▶ **選択テキスト**:
人工透析最前線
 「透析」という治療法を聞いたことのある人は多いと思います。病気で充分に働かなくなった腎臓の役割を機械が代わって行う治療法です。
 透析を受ける患者数は年々増加し、2006年末の調査では26万人を超えました。その背景には、糖尿病や動脈硬化といった生活習慣病も関係しています。腎炎にかかっていなくても、透析は他人事ではないのです。
腎臓の働き
 まず腎臓の働きについてご紹介しましょう。腎臓は背中側の腰の少し上あたりにあるそら豆型をした左右一対の臓器で、1つが大人の握りこぶし程度の大きさです。全身から運こばれてきた血液を濾(こ)して尿を作ります(図1参照)。また、腎臓では体内の水分量を調整したり、ホルモンを分泌して血圧や、血液の成分である赤血球を調整したりしています。このように重要な働きをする臓器なのですが、困ったことに病気になっても症状が現われにくく、「沈黙の臓器」といわれています。
透析を必要とする腎臓病
 腎臓病には腎炎、腎結石、腎臓がんなど、腎臓自体に異常が起こる場合と、糖尿病(糖尿病性腎症)や高血圧、動脈硬化(腎硬化症)などの全身病によって起こる場合があります。
 いずれの場合も多くはゆっくり進行し、腎機能が正常の人の3分の1以下になると腎不全、さらに悪化して10分の1以下になると尿毒症が起こります。尿毒症になると、排出されるべき体内の老廃物や毒素が血液中にたまるため、命に関わります。
 その危機的状況を回避するために、透析が必要なのです。
透析の種類
 現在、行われている透析には、血液透析と腹膜透析の2種類があります。
*血液透析
 血液透析は血管に針を刺し、そこからチューブを介して体外に出した血液を透析液が入っている機器(ダイアライザー)に通して濾過(ろか)し、きれいになった血液を再び患者さんの血管に戻す方法です(図2参照)。
 なお、血液透析では毎分200〜250mlもの血液を出し入れしますから、太い血管が必要になります。そのため、最初の透析を始める前に手首の静脈と動脈をつなぎ血管を太くする手術を行い、「内シャント」というものを作ります。
 血液透析を受ける患者さんは、透析を行う医療機関で1回およそ4時間かかる透析を、週に2〜3回受けます。透析患者さんの95%は、この血液透析を受けています。
*腹膜透析
 腹膜とは、お腹のなかを裏打ちしている薄い膜です。腹膜透析は、この膜をフィルターの代わりにして血液を濾過します。

▶ **課題内容**: 上の人工透析の文章から、「なお、血液透析では毎分200」から「わりにして血液を濾過します。」までのすべてを一字も変えずに書き写してください。

▶ **データセット内容**:
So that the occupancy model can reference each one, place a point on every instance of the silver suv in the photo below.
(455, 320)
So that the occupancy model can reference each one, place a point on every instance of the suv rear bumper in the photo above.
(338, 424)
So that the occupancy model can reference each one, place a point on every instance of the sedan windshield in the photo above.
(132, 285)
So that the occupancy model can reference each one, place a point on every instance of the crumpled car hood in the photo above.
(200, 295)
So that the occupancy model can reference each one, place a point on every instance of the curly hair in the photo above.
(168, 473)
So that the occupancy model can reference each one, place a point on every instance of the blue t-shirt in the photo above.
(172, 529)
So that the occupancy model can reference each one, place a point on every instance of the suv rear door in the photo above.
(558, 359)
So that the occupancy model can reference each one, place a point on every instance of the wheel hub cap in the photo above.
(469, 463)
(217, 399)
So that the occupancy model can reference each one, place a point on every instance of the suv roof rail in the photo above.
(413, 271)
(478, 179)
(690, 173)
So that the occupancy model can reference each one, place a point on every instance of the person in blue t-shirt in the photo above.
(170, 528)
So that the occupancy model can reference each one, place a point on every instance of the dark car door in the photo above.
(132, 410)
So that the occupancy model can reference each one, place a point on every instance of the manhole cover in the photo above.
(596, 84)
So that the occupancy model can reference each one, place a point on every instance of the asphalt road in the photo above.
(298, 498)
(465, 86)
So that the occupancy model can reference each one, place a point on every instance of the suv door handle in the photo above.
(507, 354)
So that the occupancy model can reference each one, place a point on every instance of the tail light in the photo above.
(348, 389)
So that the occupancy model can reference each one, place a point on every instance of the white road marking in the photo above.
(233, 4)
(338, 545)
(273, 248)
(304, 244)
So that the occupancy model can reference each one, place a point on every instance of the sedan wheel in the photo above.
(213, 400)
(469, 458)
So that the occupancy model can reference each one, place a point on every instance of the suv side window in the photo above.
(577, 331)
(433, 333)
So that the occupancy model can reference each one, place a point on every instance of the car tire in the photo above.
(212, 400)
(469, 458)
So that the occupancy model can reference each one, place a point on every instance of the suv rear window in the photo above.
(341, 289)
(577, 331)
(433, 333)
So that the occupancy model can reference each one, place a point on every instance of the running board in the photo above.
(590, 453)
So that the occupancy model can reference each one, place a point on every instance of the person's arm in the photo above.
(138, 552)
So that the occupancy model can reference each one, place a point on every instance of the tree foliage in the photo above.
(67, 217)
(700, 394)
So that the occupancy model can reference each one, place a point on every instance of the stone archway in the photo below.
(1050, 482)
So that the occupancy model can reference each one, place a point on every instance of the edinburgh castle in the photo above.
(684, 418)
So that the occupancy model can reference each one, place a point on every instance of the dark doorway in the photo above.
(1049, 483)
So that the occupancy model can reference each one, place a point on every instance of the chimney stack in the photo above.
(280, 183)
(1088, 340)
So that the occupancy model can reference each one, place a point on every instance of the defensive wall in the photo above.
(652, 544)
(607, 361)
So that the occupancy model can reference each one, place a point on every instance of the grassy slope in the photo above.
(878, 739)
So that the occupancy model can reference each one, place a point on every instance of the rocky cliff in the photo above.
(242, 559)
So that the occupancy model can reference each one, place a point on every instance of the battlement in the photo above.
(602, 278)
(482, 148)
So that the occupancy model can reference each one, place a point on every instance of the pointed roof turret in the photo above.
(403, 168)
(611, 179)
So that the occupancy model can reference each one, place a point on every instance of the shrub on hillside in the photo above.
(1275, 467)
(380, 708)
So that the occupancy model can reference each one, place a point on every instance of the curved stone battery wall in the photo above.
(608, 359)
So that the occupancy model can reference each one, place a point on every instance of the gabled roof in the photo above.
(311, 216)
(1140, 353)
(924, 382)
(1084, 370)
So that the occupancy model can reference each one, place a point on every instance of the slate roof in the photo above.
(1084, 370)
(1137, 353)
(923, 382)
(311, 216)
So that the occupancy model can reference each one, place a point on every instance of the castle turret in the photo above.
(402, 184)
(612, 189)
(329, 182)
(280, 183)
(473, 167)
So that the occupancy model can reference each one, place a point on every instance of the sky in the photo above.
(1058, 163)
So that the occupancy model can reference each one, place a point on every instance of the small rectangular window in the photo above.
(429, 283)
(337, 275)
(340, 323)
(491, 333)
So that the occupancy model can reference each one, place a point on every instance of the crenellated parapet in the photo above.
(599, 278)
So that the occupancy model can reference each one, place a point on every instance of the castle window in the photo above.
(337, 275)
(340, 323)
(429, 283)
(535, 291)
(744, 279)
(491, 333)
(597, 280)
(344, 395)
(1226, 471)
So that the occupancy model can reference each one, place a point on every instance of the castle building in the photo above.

▶ **出力結果**:
なお、血液透析では毎分200〜250mlもの血液を出し入れしますから、太い血管が必要になります。そのため、最初の透析を始める前に手首の静脈と動脈をつなぎ血管を太くする手術を行い、「内シャント」というものを作ります。
 血液透析を受ける患者さんは、透析を行う医療機関で1回およそ4時間かかる透析を、週に2〜3回受けます。透析患者さんの95%は、この血液透析を受けています。
*腹膜透析
 腹膜とは、お腹のなかを裏打ちしている薄い膜です。腹膜透析は、この膜をフィルターの代わりにして血液を濾過します。